*** Opening of TEXT SEGMENT ***

Visitation is capped at 300 at any one time. On the south part of the island, visitors can hike the 85 kilometres of trails through maritime forest of live oak, palmetto and cabbage palms, rent bikes along the unpaved roadway, take a ranger-led guided van tour, or follow a self-guided cell phone tour that includes the historic district remains. The seven-km Southend Loop Road is the most popular route for day visitors to explore the island.

Cumberland Island National Seashore is one of seven Atlantic Coast barrier islands with feral horses; a herd that may date back to the early Spanish explorers. One-third of the state’s loggerhead sea turtle nests are found on the island’s 30-km of isolated beach.

According to our ranger-guide, the north part of the island is even more secluded, “with more protection—no bikes, no trails, and no mechanical devices—it’s supposed to be an area where man is only a visitor.” This secluded part of the island is home to bobcats, alligators, deer, and coyotes. In the winter months, keep an eye open for whales in the coastal waters.

*** Close of TEXT SEGMENT ***

[COMPLETE THE FOLLOWING]
- A) From the Cumberland Island passage, reproduce word for word the stretch from "Visitation is capped" through "of isolated beach.".
- B) According to the Cumberland Island passage, which route is the most popular for day visitors exploring the island?
- C) Decide whether each statement agrees with the Cumberland Island passage, giving yes or no and quoting the words that settle it: (i) No more than 300 people may visit the island at one time. (ii) Bikes are permitted on the north part of the island. (iii) Half of the state's loggerhead sea turtle nests are on the island.

*** Opening of PROVIDED MATERIAL ***

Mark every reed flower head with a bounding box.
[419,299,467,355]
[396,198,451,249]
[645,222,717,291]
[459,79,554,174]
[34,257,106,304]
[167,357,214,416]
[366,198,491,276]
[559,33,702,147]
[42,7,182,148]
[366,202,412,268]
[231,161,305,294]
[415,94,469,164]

*** Close of PROVIDED MATERIAL ***

[ANSWERS TO THE EXERCISES]
- A)
Visitation is capped at 300 at any one time. On the south part of the island, visitors can hike the 85 kilometres of trails through maritime forest of live oak, palmetto and cabbage palms, rent bikes along the unpaved roadway, take a ranger-led guided van tour, or follow a self-guided cell phone tour that includes the historic district remains. The seven-km Southend Loop Road is the most popular route for day visitors to explore the island.

Cumberland Island National Seashore is one of seven Atlantic Coast barrier islands with feral horses; a herd that may date back to the early Spanish explorers. One-third of the state’s loggerhead sea turtle nests are found on the island’s 30-km of isolated beach.

- B) The seven-km Southend Loop Road.

- C)
(i) Yes: "Visitation is capped at 300 at any one time."
(ii) No: "no bikes, no trails, and no mechanical devices"
(iii) No: "One-third of the state’s loggerhead sea turtle nests are found on the island’s 30-km of isolated beach."